**EXERCISE**
Find every line below that contains the word "crowd" and copy each one. Letter case must match.

**EXERCISE INPUT**
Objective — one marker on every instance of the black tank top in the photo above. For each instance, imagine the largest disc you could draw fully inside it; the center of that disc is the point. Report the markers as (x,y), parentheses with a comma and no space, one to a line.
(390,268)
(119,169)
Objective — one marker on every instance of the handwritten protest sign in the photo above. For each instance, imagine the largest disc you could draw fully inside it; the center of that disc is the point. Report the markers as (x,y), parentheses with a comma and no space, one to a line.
* * *
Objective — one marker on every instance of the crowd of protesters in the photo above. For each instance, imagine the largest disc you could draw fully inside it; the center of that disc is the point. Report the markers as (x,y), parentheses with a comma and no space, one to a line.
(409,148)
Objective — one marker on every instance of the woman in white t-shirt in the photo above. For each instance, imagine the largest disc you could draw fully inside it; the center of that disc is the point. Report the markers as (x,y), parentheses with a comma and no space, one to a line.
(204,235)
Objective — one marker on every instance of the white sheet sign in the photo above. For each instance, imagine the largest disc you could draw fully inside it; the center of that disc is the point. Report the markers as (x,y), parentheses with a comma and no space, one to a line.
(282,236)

**RESULT**
Objective — one marker on every instance of the crowd of protesters in the photo above. For each instance, imagine the largest disc you could draw fully inside it; the center of that disc is the point. Report the markers as (x,y), parentheses with a comma and no space, one to a line.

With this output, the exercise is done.